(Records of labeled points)
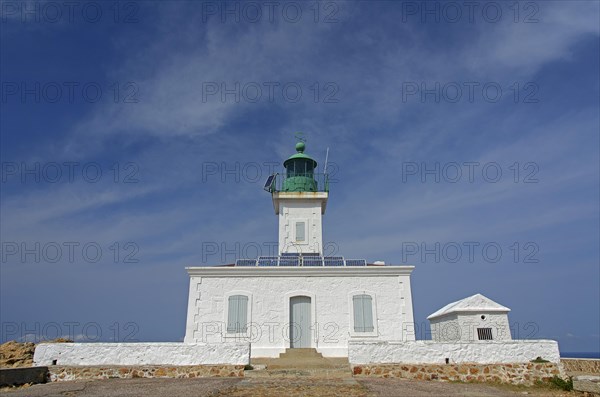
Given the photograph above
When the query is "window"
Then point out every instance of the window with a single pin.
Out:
(484, 333)
(363, 313)
(237, 317)
(300, 231)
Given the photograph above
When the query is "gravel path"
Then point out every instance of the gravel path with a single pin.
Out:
(261, 387)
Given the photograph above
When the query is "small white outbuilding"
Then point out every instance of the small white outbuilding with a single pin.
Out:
(476, 318)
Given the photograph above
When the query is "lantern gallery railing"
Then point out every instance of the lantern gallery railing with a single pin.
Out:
(307, 182)
(297, 260)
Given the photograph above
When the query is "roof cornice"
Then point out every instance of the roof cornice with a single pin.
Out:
(299, 271)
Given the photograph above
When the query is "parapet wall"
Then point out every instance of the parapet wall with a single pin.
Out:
(518, 373)
(431, 352)
(583, 365)
(61, 373)
(110, 354)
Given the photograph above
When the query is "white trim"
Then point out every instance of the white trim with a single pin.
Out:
(232, 271)
(237, 335)
(313, 316)
(351, 331)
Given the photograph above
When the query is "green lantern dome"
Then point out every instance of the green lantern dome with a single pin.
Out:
(300, 171)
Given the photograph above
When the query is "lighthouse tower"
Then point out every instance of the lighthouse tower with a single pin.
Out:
(299, 199)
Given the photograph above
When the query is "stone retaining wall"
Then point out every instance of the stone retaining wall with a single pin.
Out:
(585, 365)
(124, 354)
(62, 373)
(519, 373)
(432, 352)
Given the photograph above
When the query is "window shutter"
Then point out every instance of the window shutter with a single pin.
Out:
(237, 318)
(300, 232)
(358, 314)
(363, 313)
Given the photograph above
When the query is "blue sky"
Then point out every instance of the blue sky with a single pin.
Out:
(129, 152)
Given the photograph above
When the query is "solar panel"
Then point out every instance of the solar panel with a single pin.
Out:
(245, 262)
(356, 262)
(289, 261)
(334, 261)
(269, 183)
(312, 261)
(268, 260)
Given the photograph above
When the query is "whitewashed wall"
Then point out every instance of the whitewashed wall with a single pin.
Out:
(431, 352)
(270, 290)
(292, 211)
(462, 327)
(141, 354)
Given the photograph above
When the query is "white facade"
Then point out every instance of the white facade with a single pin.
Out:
(472, 319)
(432, 352)
(330, 295)
(300, 221)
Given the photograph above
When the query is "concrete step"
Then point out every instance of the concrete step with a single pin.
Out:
(300, 373)
(302, 360)
(301, 353)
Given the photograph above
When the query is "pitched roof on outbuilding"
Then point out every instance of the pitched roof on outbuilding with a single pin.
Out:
(475, 303)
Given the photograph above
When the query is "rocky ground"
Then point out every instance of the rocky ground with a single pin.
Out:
(14, 354)
(287, 387)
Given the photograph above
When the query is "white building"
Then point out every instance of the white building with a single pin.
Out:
(299, 298)
(470, 319)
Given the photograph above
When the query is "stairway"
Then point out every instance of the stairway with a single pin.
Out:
(300, 362)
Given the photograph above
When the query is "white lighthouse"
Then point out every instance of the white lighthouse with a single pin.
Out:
(299, 298)
(299, 199)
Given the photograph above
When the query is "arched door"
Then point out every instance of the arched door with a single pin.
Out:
(300, 321)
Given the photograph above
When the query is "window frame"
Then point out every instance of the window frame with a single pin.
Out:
(245, 333)
(361, 334)
(485, 332)
(303, 223)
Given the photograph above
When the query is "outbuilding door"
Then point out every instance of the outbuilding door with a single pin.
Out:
(300, 321)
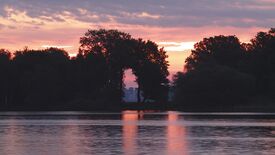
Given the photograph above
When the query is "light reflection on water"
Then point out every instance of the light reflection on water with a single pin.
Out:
(136, 132)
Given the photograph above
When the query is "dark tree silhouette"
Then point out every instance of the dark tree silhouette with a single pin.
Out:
(41, 76)
(121, 52)
(5, 72)
(222, 72)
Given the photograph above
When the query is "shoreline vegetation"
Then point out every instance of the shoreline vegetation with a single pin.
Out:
(220, 75)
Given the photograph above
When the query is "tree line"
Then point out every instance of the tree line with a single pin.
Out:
(220, 72)
(94, 78)
(223, 72)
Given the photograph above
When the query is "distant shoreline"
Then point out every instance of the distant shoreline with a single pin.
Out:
(146, 107)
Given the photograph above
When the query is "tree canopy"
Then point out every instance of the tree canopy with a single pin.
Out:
(222, 71)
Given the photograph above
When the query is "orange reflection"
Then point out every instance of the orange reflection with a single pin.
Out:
(70, 142)
(130, 128)
(176, 143)
(10, 139)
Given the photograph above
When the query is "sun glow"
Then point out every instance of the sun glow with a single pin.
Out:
(177, 46)
(56, 46)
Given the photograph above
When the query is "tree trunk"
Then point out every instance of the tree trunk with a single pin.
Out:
(138, 95)
(121, 85)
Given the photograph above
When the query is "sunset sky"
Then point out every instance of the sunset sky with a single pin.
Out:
(174, 24)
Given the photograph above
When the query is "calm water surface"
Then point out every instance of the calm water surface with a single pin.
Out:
(132, 132)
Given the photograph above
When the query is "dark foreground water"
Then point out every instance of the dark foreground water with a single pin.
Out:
(131, 132)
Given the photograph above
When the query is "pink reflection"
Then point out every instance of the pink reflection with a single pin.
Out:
(176, 142)
(130, 128)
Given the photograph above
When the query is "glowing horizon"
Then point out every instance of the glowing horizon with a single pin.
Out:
(175, 25)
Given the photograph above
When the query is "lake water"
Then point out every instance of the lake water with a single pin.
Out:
(132, 132)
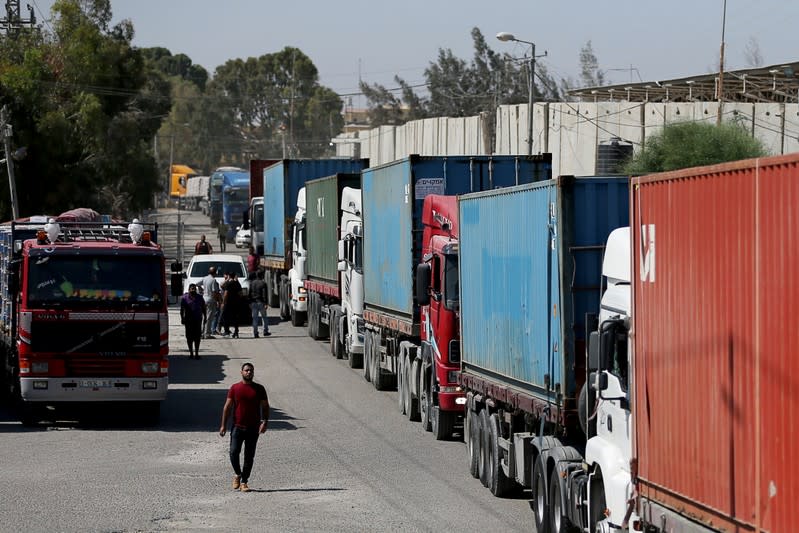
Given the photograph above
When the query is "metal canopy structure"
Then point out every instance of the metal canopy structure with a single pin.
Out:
(773, 84)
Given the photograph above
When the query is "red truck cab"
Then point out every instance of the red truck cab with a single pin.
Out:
(438, 295)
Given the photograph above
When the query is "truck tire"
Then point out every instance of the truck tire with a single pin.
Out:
(272, 294)
(442, 423)
(411, 403)
(367, 355)
(485, 466)
(284, 298)
(401, 383)
(538, 482)
(333, 316)
(499, 484)
(425, 403)
(471, 434)
(586, 410)
(338, 346)
(558, 521)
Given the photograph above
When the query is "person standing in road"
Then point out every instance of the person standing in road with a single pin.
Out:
(253, 261)
(192, 313)
(212, 294)
(221, 232)
(231, 303)
(258, 303)
(203, 247)
(249, 404)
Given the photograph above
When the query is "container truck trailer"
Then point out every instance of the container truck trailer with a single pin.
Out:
(530, 276)
(696, 357)
(396, 350)
(333, 221)
(284, 228)
(84, 313)
(256, 213)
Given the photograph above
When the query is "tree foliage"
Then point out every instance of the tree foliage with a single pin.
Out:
(690, 144)
(82, 102)
(457, 88)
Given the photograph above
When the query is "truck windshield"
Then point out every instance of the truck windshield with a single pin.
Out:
(451, 296)
(257, 218)
(86, 281)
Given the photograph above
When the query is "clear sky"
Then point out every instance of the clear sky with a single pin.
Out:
(634, 40)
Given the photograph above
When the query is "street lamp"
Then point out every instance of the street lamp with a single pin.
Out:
(505, 37)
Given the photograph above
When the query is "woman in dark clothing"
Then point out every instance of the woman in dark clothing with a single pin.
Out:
(192, 313)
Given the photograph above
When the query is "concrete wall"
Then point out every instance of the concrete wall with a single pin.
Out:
(571, 131)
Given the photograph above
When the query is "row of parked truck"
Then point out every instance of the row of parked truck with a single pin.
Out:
(621, 347)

◆ **AIM OF THE TASK**
Show each line of the records above that contains the word "lake", copying every such line in full.

◆ **THE SOLUTION**
When the query is "lake water"
Then point out every instance of the lake water with a single pin.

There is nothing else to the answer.